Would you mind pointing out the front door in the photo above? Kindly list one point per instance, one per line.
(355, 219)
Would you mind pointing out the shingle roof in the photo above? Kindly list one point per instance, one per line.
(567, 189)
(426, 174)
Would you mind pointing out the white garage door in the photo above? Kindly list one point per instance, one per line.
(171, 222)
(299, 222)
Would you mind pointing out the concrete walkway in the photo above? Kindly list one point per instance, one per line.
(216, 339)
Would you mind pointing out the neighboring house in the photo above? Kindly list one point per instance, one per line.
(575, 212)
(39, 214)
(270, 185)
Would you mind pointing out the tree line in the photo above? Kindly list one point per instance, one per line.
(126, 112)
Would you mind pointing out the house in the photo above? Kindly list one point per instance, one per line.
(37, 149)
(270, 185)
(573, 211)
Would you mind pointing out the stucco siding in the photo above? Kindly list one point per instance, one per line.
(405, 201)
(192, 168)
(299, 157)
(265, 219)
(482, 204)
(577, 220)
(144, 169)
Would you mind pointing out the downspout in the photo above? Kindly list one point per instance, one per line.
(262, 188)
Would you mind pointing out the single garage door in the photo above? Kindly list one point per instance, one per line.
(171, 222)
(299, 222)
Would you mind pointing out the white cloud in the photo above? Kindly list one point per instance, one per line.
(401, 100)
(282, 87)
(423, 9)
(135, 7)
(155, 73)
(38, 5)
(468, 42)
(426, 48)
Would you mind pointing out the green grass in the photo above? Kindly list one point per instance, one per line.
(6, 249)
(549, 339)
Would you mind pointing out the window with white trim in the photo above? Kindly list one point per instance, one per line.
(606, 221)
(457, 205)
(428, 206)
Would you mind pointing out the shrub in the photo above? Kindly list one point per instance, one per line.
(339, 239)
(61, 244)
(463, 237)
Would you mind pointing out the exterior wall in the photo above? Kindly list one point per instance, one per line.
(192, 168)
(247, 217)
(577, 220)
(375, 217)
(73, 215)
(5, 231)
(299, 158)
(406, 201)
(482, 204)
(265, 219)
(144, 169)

| Directions for this task |
Every line from the one containing "Would you mind pointing out the shrub" to the end of the entries must be set down exactly, with none omitted and none added.

| Output |
Would you mind pointing out the shrub in the photo above? Kindly list one point per instance, one per line.
(339, 239)
(61, 244)
(463, 237)
Would you mind pointing out the exterior wall in the photo above? Kindly list one point per instance, one per line.
(192, 168)
(247, 217)
(577, 220)
(375, 217)
(73, 215)
(5, 231)
(299, 158)
(406, 201)
(482, 204)
(265, 219)
(144, 169)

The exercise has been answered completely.